[Position annotation records]
========
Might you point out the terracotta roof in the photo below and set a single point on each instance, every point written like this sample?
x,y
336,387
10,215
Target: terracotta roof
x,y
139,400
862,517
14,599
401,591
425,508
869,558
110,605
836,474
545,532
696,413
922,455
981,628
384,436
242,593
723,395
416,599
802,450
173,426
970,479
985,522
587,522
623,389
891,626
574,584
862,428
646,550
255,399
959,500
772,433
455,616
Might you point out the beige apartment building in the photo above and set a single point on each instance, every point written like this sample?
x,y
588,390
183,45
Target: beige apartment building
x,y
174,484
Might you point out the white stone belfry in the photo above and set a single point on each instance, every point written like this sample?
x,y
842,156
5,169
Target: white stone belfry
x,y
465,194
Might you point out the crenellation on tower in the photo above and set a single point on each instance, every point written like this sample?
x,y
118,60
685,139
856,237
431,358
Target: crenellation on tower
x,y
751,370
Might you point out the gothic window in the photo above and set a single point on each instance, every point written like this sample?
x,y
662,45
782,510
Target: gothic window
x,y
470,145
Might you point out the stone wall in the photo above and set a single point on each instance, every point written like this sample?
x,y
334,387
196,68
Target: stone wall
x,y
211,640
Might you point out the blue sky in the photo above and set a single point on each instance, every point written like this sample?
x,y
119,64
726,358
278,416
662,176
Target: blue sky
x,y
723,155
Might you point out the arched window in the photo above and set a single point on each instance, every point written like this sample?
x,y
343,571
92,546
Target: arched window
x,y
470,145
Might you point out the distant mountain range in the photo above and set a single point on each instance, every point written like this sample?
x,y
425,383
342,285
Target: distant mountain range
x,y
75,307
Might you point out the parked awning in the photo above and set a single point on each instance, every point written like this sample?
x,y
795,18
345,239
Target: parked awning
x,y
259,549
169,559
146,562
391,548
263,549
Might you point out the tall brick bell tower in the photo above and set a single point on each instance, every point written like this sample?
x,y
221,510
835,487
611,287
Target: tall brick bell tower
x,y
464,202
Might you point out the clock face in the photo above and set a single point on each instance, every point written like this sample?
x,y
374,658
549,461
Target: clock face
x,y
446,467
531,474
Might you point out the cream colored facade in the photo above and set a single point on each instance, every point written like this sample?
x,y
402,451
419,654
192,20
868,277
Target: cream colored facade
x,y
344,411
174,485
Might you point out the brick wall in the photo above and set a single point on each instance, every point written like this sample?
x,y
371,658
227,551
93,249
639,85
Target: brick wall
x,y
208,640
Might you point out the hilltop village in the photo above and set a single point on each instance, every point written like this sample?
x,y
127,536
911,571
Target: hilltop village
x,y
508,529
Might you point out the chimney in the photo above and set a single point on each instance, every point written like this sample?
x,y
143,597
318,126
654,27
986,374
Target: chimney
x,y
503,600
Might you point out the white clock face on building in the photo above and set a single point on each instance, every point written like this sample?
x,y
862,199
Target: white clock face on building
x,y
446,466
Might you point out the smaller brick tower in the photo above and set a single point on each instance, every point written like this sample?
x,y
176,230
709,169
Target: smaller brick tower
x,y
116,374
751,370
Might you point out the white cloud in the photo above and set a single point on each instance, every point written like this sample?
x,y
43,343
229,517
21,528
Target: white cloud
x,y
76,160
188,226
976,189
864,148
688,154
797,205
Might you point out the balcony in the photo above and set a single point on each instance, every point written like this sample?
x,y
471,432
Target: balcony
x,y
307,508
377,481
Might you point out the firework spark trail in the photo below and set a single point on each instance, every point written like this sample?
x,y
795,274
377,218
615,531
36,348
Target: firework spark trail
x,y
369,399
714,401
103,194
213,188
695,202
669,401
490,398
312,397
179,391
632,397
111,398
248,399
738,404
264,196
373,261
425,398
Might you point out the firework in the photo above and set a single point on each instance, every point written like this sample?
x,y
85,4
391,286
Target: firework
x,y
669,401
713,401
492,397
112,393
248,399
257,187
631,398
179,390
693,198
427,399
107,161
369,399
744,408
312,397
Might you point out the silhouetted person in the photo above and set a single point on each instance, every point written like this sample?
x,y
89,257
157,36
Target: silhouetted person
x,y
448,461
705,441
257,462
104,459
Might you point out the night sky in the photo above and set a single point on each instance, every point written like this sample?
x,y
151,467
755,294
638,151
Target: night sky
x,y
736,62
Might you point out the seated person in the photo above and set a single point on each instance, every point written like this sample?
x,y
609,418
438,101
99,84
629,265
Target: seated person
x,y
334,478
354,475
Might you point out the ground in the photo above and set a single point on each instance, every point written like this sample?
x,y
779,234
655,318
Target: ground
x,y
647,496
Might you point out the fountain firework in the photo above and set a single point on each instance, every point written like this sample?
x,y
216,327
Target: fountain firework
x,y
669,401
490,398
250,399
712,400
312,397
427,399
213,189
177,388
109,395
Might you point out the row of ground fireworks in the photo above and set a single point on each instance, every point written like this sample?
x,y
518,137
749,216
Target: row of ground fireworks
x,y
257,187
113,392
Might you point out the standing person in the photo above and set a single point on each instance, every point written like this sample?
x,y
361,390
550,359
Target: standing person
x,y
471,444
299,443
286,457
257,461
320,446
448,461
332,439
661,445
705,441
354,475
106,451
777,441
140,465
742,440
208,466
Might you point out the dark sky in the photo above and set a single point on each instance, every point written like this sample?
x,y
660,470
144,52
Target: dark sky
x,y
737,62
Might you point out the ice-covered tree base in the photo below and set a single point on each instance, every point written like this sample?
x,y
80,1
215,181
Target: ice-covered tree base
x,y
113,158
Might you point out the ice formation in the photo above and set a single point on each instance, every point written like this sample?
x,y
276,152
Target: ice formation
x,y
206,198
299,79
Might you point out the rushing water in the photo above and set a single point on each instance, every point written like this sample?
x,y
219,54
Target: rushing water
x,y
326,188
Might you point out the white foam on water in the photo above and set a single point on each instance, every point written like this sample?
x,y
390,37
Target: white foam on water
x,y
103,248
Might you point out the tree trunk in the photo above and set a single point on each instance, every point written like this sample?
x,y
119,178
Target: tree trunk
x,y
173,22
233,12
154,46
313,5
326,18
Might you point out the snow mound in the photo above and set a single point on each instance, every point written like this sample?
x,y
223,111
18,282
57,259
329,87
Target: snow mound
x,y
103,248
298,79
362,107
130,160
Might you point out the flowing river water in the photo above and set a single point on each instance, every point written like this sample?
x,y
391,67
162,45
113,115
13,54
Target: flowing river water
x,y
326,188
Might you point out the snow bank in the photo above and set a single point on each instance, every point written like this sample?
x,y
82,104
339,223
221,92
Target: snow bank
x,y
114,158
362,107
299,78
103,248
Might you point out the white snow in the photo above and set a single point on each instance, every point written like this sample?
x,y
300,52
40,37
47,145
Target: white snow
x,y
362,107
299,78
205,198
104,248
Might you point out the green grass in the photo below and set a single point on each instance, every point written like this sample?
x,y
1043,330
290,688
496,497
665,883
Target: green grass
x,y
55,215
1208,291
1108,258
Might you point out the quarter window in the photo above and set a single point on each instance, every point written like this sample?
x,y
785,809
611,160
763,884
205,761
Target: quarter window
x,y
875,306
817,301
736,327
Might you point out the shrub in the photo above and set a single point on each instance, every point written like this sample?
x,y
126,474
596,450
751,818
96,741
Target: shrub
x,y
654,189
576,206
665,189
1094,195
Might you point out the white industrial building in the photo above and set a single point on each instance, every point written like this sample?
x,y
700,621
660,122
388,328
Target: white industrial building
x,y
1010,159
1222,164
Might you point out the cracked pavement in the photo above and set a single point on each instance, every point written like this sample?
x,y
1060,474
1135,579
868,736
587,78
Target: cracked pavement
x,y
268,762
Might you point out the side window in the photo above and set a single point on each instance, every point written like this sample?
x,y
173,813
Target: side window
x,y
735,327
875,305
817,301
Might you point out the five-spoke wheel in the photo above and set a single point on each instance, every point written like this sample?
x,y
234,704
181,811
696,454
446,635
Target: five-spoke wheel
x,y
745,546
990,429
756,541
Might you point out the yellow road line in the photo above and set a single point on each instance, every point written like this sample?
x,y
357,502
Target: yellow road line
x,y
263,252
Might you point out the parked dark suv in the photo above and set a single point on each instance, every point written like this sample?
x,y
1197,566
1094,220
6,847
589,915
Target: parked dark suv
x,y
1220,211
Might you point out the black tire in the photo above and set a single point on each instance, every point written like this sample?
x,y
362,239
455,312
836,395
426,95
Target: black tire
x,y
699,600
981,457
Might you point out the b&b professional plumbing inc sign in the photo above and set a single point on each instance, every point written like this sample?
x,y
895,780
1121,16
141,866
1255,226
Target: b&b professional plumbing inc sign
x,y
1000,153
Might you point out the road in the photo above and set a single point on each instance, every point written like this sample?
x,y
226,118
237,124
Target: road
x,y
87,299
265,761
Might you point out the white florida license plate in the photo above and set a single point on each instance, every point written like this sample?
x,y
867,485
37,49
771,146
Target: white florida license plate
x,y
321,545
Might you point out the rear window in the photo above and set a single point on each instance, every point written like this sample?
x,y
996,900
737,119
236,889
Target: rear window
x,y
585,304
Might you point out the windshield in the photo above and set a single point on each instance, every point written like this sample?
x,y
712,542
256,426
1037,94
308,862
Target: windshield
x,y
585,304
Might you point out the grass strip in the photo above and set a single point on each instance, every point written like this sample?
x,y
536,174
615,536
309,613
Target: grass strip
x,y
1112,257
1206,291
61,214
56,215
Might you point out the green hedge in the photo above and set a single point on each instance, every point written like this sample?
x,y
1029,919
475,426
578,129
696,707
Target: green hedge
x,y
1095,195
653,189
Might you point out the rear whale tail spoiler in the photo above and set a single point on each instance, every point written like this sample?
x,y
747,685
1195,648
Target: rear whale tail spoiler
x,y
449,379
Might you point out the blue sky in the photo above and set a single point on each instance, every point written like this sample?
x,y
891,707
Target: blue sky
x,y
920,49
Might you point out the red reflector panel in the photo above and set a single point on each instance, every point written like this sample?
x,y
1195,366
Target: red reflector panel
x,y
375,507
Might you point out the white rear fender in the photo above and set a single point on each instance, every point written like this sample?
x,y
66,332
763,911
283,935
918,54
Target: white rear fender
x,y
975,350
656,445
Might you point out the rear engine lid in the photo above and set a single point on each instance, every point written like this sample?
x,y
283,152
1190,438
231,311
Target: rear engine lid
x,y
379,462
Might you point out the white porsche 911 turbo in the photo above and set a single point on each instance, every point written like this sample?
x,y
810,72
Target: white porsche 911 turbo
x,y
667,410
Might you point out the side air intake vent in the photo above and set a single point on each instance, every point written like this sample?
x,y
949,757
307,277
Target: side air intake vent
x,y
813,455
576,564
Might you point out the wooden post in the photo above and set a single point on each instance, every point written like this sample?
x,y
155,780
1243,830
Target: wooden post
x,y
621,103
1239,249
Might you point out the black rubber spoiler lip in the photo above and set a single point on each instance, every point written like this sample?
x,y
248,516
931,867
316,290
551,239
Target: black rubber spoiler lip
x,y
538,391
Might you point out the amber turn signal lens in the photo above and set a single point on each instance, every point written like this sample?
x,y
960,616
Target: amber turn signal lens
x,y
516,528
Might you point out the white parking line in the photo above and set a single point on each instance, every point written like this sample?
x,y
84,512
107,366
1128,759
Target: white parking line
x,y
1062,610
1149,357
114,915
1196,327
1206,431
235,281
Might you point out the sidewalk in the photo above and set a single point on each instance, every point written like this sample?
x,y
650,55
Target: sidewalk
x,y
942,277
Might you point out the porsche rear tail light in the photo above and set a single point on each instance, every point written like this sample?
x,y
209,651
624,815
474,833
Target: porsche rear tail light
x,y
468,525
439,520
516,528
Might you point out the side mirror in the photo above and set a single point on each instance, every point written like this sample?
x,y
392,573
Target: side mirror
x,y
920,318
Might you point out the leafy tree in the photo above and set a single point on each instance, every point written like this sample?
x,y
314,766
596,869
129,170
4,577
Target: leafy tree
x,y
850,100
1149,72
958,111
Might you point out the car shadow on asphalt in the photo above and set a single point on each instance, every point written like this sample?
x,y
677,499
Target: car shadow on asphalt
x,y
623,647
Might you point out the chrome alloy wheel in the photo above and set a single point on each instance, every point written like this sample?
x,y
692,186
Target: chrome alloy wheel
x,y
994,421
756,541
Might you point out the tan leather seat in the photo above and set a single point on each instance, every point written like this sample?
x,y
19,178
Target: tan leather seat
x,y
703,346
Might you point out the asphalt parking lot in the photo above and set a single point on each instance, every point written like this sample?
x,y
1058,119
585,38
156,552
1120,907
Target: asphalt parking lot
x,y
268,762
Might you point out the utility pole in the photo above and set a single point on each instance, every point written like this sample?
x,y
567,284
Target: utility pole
========
CHALLENGE>
Everything from the line containing "Might you point out the car" to the last line of the entries above should be quoted exactly, and only that.

TASK ANSWER>
Might you point out the car shadow on asphalt in the photo above and set a single point on each instance, every point written like this sample?
x,y
677,499
Target: car shadow on asphalt
x,y
623,647
Might you point out the chrome alloy wheel in the photo above and set a single point on each instance, every point written like this sample?
x,y
692,186
Target: chrome alloy wheel
x,y
994,421
756,541
Might you point out the tan leather seat in the photo above and set a single point on each instance, every point written like this sample?
x,y
19,178
Target: tan leather seat
x,y
703,346
Might you point out the asphalt parking lot in the photo above and set a single point on each instance, every point written like this sample?
x,y
1058,119
585,38
156,552
1120,907
Target: asphalt parking lot
x,y
268,762
Might you point out the utility pole in the photo above and set a single point on each instance, every point written like this sample?
x,y
567,284
Target: utility pole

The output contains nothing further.